■ **TASKS FOR THIS EXERCISE**
(a) According to the passage about magazine memoirs, what has the writer recently become obsessed with?
(b) Summarize the passage about magazine memoirs in two sentences.

━━━━━ TEXT

A terrible thing has recently happened to me. I have become obsessed with the golden era of American magazines.
This grave affliction manifests itself in several symptoms. First, it causes one’s reading list to grow to enormous length. Just when you think you’ve discovered the last memoir about answering phones at the midcentury New Yorker, or cowering under the thumb of Anna Wintour at Vogue, or of late nights at Partisan Review in the hard-drinking glory days, or at the Village Voice in the high-flying Sixties, several more rear their heads, like martini-soaked Whack-a-Moles. And because the whole thing involves the settling of long-simmering scores and the clashing of titanic egos, you’re almost obligated to read everything in order to form a full picture of the personalities involved. Was the New Yorker’s William Shawn a gnomic sage, or a doddering fool? Did Tina Brown destroy high-middlebrow literary culture in America, or save it? The same person might be painted as a saint in one memoir and a tyrant in the next, and the same incidents might recur across different books with totally different causes and effects, so hell, you might as well read them all.
Second, and I promise I won’t spend too much time belaboring this widely-discussed point, to read about these days as a writer is to develop a longing for a level of financial and social status that can never be fulfilled. Every time someone writes one of these memoirs, there’s another round of consternation and wailing among the media set as eye-popping salary figures from the old days make the rounds, not to mention the first class accommodations, lavish expense accounts, and power lunches that accompanied a position at the top of the magazine world. This is a time when the world could stop for a splashy cover or a blockbuster article, and where readership numbered in the millions. Compare that to the denuded landscape of today, with its paltry salary figures, undignified rituals of repeatedly harassing a major media conglomerate to collect your few hundred freelance dollars, and ultimate reward of a few days of viral notoriety for a big piece, if you’re lucky, and one begins to understand how an Anglo-Saxon monk must have felt, standing among the ruins of some great temple to Jupiter.

━━━━━━━━━━
━━━━━ PROVIDED INFORMATION

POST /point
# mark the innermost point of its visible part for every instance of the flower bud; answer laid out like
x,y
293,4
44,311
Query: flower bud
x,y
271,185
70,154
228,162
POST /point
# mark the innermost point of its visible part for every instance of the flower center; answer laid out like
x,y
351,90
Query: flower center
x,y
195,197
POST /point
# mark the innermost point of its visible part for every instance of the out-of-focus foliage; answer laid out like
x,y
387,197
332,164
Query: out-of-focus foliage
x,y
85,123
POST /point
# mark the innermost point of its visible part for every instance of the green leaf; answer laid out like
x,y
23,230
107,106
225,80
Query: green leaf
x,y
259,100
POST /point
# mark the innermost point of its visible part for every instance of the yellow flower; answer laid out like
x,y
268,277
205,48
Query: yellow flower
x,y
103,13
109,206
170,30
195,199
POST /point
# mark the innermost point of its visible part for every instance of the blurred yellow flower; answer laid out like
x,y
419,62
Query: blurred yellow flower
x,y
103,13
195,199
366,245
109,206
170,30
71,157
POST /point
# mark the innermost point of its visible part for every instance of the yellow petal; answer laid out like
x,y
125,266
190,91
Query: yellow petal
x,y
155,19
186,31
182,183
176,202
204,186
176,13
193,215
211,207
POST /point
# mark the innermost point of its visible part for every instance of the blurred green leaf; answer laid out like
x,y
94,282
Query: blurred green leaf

━━━━━━━━━━
━━━━━ PROVIDED INFORMATION

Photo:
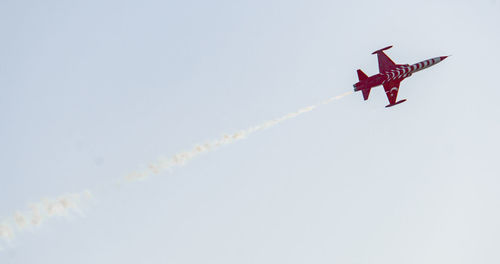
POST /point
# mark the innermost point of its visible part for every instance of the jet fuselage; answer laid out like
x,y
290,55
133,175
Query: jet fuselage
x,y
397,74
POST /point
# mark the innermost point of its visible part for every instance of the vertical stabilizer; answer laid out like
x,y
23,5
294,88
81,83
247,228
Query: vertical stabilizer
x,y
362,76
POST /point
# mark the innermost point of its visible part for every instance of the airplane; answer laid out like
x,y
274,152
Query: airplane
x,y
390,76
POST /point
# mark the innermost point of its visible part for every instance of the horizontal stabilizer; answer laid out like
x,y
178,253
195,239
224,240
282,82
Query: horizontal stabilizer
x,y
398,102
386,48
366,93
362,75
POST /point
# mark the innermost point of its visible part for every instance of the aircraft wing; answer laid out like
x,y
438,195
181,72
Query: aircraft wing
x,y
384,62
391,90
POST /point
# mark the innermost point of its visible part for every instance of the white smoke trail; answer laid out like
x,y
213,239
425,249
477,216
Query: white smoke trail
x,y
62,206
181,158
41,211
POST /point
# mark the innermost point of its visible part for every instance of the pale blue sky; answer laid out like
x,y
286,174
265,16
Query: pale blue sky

━━━━━━━━━━
━━━━━ PROVIDED INFORMATION

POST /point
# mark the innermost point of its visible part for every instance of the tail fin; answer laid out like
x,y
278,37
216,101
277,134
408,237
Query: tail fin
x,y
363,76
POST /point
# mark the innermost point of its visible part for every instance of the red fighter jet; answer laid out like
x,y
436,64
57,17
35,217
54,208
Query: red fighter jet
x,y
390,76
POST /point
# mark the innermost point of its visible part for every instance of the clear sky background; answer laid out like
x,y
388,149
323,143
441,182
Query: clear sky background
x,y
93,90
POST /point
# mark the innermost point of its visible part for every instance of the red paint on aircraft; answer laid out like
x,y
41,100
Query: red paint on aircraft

━━━━━━━━━━

■ **TASK-BY-TASK RESULTS**
(a) The golden era of American magazines.

(b) The writer's obsession with the golden era of American magazines has made the writer's reading list of memoirs grow enormously, because conflicting accounts of the same personalities and incidents make it seem necessary to read them all. Reading about that era also creates a longing for the salaries, perks, and status of the old magazine world, which contrast sharply with today's paltry pay and brief viral notoriety.